Source document =
Content starts

TIMING OF INTERNATIONALISATION

One of the conclusions of the recent COVID-19 pandemic has been confirmation of the benefits of diversification and internationalisation of companies. Companies already well prepared and sufficiently globalised have suffered its effects of this pandemic on a much smaller scale.

In such complex scenarios and with each country taking different measures in an uncoordinated manner, the diversification of business and investment strategies is a requisite to overcome all these difficulties and try to keep the ship afloat. Further, the marked increase in speed and technological leap caused by the crisis has in some aspects been truly noteworthy. Thus, modifications in business protocols have changed drastically, now favouring remote management and negotiation, making internationalisation processes noticeably simpler.

Expansion strategies

The reasons to attempt an expansion process are always varied. Typically, it is a strategy that seeks to increase sales volume, manage risk management, reduce production costs and/or find a solution to problems or unfavourable conditions in the place of origin.

Replicating a business concept and the local success of a project abroad will always involve tests, challenges and difficulties that are not easy to face for a company that does not have a properly trained team. Notwithstanding, erring on the side of a certain degree of arrogance and underestimating the complexity involved in entering a new market is a very common mistake, mainly in companies of a certain scale that also enjoy recognition in their home market. This valuation error is even more frequent if the company’s origin is a country of greater scale or development than the target market.

Difficulties

The possible strategies to enter a new market could be explained, perhaps from the least to the largest in terms of their degree of difficulty into: the export of finished products or parts or components for third-party products; alternatively, taking into account the product or service in question, the entering into franchising or licensing agreements or, finally, the establishment of companies with local teams or more robust collaboration agreements with professionals or companies in the target market.

In any case, it will initially be key to understand very well which is our target market, its level of local competitiveness for our products or services, its level of sector maturity, who our competition will be, the profile of our clients and the possible commercial and regulatory barriers to entry that we would have to overcome.

Content ends

Check your understanding =
[a] In the article on international expansion, reproduce the passage starting with "One of the conclusions" and going on through "processes noticeably simpler.".
[b] List every aim that the article on international expansion gives as a typical reason for pursuing an expansion strategy.

Records =
Content starts

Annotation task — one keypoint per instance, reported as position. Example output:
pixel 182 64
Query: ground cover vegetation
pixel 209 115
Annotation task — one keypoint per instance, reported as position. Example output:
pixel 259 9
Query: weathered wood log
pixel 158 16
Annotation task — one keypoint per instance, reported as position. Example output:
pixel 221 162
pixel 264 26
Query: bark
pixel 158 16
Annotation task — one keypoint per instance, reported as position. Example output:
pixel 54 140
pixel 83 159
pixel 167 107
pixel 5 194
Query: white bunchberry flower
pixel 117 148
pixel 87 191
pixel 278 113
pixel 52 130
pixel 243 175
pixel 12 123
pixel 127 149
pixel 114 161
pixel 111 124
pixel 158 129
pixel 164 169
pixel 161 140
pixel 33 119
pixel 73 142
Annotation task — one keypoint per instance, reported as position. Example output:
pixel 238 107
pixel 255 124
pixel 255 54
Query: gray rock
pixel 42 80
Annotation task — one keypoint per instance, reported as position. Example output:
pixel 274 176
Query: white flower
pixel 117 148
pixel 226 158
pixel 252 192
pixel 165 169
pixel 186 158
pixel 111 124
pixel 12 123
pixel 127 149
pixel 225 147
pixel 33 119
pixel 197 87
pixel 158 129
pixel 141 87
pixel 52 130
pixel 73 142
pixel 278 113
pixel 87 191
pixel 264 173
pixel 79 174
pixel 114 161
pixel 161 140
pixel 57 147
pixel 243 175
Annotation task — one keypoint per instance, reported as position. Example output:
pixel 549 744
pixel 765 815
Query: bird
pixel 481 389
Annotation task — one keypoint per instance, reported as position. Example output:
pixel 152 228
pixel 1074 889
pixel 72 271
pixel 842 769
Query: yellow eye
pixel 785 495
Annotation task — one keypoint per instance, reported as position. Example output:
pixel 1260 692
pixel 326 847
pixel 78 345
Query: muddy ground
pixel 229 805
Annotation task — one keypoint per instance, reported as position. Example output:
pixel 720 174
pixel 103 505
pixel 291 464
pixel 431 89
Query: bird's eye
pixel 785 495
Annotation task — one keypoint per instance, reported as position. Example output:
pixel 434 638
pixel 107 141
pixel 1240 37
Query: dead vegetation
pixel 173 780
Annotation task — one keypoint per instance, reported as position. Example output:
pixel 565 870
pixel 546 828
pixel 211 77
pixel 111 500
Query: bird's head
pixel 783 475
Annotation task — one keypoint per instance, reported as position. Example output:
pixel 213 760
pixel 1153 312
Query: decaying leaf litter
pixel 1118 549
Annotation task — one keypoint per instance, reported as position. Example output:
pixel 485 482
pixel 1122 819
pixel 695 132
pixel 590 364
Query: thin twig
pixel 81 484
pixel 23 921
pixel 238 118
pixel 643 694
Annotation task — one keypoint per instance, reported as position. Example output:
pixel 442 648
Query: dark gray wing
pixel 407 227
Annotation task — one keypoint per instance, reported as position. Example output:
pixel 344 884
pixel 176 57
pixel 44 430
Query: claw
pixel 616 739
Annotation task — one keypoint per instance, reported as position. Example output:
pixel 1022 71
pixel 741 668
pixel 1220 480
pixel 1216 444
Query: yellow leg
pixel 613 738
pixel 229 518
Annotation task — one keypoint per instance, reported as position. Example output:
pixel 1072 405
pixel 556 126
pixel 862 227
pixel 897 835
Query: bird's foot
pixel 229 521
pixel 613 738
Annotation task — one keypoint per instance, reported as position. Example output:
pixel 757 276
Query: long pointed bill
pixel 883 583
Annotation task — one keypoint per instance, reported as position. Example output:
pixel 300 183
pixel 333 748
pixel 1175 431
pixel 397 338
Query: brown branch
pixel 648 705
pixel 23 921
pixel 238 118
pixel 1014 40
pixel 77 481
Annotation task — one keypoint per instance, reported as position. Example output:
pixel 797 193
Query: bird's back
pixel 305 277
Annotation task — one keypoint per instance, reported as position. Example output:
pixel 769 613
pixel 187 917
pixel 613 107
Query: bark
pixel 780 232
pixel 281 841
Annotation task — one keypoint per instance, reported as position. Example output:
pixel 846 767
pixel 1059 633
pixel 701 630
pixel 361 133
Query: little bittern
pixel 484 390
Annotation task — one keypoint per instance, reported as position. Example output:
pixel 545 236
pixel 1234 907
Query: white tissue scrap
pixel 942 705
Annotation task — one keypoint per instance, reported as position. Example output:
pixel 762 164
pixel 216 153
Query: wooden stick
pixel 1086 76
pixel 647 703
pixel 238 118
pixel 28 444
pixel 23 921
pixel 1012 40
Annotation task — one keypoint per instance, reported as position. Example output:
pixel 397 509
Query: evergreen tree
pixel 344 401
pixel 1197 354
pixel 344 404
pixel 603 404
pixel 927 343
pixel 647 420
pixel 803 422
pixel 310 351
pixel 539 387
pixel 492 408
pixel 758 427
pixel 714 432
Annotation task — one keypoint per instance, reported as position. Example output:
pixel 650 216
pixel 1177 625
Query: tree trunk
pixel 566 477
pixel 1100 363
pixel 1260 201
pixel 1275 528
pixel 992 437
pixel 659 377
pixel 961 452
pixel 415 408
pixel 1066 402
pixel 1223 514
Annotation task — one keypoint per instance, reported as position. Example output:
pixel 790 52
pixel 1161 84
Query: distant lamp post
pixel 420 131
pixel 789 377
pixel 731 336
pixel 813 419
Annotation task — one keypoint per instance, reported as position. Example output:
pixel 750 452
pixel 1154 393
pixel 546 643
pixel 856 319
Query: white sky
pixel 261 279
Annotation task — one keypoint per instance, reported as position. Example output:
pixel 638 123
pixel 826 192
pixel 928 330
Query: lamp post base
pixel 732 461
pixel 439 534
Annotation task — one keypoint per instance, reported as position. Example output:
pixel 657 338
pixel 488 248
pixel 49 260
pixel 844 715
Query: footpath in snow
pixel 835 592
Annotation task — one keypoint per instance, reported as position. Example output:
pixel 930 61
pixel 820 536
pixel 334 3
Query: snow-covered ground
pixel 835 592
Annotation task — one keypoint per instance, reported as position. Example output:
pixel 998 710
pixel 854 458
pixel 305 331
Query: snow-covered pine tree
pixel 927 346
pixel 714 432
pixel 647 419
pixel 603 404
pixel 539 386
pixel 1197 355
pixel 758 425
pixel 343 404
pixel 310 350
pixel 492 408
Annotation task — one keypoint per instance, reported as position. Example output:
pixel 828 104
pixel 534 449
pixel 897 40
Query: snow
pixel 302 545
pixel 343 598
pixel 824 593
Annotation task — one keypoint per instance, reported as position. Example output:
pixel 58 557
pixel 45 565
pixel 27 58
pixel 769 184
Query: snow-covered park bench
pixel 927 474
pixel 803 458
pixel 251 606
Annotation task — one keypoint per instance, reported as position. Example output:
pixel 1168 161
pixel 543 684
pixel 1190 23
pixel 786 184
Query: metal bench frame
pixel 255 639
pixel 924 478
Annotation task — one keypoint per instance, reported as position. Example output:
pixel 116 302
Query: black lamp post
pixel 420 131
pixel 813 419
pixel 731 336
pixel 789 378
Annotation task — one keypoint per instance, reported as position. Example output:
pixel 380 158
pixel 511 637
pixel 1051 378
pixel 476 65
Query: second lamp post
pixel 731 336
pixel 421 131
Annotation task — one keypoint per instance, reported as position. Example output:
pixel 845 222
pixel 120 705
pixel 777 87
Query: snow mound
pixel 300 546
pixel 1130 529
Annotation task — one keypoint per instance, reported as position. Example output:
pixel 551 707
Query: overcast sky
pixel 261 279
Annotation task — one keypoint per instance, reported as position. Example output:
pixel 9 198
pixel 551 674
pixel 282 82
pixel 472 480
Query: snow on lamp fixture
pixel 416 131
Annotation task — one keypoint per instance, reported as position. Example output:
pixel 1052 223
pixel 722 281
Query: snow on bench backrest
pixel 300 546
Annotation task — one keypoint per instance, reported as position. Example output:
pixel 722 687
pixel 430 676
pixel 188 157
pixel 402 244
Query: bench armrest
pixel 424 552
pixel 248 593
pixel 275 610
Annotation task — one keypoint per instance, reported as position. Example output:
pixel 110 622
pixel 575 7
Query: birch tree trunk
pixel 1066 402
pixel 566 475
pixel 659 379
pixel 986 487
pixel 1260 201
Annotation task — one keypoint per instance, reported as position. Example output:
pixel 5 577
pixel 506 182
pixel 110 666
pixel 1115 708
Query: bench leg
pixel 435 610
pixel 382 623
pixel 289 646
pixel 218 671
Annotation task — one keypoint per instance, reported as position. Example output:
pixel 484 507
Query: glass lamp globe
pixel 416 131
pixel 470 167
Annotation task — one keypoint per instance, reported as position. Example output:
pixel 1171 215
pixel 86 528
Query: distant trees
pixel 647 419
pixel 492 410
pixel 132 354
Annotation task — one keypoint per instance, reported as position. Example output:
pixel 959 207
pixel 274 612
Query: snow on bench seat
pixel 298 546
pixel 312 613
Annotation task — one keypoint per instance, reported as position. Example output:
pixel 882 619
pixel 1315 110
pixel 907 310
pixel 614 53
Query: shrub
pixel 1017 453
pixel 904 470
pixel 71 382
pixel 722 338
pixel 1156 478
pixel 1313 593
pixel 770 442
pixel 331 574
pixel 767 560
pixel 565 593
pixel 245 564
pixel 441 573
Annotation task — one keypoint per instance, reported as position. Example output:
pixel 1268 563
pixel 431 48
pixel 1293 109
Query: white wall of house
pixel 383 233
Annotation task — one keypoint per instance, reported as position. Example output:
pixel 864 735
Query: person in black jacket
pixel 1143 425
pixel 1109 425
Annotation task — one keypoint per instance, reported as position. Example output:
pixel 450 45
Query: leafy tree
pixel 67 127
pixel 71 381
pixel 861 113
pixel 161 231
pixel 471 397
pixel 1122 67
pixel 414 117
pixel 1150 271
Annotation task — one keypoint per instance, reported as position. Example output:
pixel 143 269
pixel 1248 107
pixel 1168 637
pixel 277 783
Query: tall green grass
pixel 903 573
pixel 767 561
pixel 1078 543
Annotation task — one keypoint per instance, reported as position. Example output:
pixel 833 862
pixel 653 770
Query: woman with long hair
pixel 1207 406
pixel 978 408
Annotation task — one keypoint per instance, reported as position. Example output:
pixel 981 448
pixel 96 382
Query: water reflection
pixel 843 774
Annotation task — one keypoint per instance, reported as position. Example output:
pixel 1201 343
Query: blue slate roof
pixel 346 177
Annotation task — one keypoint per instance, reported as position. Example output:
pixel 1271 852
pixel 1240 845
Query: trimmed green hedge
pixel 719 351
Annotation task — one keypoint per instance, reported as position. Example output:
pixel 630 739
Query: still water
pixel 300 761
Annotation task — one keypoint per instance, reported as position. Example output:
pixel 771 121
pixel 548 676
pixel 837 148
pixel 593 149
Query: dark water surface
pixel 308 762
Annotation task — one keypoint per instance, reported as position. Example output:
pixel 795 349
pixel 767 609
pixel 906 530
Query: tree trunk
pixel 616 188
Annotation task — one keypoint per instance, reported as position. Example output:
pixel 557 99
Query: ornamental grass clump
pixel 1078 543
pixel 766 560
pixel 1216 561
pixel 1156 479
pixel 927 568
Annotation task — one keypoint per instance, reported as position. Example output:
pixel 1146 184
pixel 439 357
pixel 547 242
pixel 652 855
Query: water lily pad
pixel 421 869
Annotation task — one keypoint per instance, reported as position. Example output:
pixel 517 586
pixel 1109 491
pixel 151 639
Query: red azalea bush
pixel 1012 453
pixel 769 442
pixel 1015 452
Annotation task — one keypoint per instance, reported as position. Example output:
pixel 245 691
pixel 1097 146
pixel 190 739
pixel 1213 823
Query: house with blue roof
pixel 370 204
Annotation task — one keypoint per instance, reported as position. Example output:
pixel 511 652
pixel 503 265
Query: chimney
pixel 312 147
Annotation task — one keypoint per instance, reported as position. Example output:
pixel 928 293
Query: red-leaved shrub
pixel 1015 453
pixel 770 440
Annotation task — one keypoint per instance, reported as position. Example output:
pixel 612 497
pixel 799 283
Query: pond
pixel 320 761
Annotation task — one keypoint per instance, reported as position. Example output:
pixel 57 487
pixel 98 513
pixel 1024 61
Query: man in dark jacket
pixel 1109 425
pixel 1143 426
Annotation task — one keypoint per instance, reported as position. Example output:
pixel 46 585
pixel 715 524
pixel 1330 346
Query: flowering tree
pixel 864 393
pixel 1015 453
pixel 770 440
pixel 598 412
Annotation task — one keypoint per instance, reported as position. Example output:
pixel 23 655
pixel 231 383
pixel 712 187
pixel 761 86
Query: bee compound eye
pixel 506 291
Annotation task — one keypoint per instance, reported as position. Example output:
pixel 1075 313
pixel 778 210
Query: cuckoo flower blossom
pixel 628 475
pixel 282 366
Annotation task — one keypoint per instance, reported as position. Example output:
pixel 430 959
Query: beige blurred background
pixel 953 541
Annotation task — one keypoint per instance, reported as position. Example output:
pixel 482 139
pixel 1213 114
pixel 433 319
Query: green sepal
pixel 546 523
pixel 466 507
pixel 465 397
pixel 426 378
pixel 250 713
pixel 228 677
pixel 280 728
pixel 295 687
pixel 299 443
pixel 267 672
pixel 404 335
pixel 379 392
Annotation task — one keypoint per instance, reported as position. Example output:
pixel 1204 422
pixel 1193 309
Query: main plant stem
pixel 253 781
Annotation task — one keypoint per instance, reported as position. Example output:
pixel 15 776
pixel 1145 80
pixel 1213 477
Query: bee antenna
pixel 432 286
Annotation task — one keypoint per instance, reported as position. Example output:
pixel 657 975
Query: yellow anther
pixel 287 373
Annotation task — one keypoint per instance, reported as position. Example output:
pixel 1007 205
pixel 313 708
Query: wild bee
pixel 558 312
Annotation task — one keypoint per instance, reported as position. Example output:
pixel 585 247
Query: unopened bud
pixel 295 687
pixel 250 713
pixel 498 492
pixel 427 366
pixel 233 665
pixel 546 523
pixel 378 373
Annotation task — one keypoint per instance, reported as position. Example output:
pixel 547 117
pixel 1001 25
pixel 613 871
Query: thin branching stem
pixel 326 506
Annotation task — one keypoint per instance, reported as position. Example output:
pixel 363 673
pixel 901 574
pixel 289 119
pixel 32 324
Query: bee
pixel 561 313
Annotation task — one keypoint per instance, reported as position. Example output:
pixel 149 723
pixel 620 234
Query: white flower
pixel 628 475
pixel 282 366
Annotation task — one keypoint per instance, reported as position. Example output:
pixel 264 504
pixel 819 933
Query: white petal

Content ends

Task results =
[a]
One of the conclusions of the recent COVID-19 pandemic has been confirmation of the benefits of diversification and internationalisation of companies. Companies already well prepared and sufficiently globalised have suffered its effects of this pandemic on a much smaller scale.

In such complex scenarios and with each country taking different measures in an uncoordinated manner, the diversification of business and investment strategies is a requisite to overcome all these difficulties and try to keep the ship afloat. Further, the marked increase in speed and technological leap caused by the crisis has in some aspects been truly noteworthy. Thus, modifications in business protocols have changed drastically, now favouring remote management and negotiation, making internationalisation processes noticeably simpler.

[b]
- Increase sales volume
- Manage risk management
- Reduce production costs
- Find a solution to problems or unfavourable conditions in the place of origin